SET EXERCISE:
Write out the material below again, swapping every "red roof tile" for "clay roof tile" and changing nothing else.

INFORMATION PROVIDED:
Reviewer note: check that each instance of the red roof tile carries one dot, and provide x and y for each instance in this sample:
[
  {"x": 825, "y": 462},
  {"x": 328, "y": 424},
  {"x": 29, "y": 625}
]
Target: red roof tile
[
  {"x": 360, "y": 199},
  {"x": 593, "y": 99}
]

COMPLETED EXERCISE:
Reviewer note: check that each instance of the clay roof tile carries one dot, and provide x and y for each instance in this sample:
[
  {"x": 825, "y": 462},
  {"x": 328, "y": 424},
  {"x": 29, "y": 625}
]
Target: clay roof tile
[
  {"x": 360, "y": 199},
  {"x": 593, "y": 99}
]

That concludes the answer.